--- Required work ---
Reproduce the lines of the items below word for word, starting at the line that contains "Locate the racket" and ending at the line that contains "pixel 49 404", with both of those lines included.

# Information supplied start

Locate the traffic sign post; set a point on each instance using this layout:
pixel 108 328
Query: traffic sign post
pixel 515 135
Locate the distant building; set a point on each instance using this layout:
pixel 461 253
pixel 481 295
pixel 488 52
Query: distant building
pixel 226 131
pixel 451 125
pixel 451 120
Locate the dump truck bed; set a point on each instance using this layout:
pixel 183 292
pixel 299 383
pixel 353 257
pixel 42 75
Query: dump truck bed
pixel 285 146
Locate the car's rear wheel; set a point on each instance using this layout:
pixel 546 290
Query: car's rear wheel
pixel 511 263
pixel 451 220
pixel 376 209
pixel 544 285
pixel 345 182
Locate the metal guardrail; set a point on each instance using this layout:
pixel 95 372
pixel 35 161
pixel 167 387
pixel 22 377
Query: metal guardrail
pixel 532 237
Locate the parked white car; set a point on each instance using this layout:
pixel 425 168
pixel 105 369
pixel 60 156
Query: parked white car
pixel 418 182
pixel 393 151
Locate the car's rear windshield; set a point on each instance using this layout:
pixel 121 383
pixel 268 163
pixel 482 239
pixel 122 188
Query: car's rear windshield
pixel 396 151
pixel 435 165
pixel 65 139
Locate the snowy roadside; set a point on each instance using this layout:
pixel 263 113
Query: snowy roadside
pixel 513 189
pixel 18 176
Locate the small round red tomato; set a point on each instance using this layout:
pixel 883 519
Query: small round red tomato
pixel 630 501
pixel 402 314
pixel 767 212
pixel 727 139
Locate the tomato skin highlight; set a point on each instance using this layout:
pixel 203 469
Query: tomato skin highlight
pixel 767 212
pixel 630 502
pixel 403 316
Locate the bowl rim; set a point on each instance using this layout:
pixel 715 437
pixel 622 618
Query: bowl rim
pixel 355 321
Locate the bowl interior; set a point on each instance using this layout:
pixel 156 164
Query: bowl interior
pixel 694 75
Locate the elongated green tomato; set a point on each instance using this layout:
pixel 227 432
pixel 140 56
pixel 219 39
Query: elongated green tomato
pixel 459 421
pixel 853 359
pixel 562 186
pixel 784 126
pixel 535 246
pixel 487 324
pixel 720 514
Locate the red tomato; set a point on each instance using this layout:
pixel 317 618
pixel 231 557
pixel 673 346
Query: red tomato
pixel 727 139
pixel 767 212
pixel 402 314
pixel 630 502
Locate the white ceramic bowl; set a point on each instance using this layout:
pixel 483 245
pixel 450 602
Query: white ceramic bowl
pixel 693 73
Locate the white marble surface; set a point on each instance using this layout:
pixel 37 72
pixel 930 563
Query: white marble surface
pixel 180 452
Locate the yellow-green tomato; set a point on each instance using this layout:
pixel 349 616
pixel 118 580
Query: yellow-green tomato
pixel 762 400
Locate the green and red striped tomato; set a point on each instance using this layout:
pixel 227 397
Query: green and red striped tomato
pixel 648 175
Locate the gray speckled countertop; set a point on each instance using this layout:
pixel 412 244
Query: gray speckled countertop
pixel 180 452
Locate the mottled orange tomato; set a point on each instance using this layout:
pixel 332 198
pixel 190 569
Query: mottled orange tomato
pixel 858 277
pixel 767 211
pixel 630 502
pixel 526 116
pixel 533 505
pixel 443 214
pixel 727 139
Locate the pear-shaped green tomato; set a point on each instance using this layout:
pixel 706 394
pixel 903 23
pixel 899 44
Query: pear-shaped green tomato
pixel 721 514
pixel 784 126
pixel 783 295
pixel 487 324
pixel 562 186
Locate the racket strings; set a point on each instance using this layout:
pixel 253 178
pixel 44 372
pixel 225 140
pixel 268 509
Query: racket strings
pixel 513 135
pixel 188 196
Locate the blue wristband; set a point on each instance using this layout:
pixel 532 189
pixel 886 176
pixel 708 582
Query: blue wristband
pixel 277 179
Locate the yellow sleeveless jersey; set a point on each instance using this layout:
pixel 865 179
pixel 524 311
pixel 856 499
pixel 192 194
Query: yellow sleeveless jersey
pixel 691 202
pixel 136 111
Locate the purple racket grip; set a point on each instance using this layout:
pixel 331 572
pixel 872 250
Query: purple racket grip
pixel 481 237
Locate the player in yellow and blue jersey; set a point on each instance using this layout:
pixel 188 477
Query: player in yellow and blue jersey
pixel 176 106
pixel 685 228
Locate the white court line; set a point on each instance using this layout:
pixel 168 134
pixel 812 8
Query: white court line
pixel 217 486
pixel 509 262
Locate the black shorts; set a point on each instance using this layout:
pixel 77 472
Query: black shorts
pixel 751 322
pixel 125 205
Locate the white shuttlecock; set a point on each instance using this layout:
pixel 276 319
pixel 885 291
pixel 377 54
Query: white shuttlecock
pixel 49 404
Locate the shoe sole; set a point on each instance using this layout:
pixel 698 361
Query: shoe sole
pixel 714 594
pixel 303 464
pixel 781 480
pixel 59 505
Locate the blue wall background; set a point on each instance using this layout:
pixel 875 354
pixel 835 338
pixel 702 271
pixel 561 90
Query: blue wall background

# Information supplied end

--- Worked answer ---
Locate the racket strings; set a point on each instance using this layout:
pixel 253 178
pixel 44 372
pixel 225 140
pixel 268 509
Query: racket strings
pixel 513 135
pixel 188 196
Locate the blue wristband; set a point on each instance using this layout:
pixel 532 189
pixel 886 176
pixel 708 582
Query: blue wristband
pixel 277 179
Locate the yellow sleeveless jersey; set a point on each instance using this layout:
pixel 865 179
pixel 524 311
pixel 856 499
pixel 192 194
Query: yellow sleeveless jersey
pixel 691 202
pixel 136 111
Locate the purple racket grip; set a point on each instance using this layout:
pixel 331 572
pixel 872 250
Query: purple racket grip
pixel 481 237
Locate the player in yellow and blue jersey; set a point on each instance using this layout:
pixel 188 477
Query: player in yellow and blue jersey
pixel 176 106
pixel 685 228
Locate the white court line; set a point on each instance using this layout:
pixel 168 134
pixel 812 8
Query: white court line
pixel 217 486
pixel 509 262
Locate the black shorts; set a point on each instance using this layout:
pixel 77 472
Query: black shorts
pixel 751 322
pixel 125 205
Locate the white shuttlecock; set a point on each instance using this layout:
pixel 276 319
pixel 885 291
pixel 377 54
Query: white shuttlecock
pixel 49 404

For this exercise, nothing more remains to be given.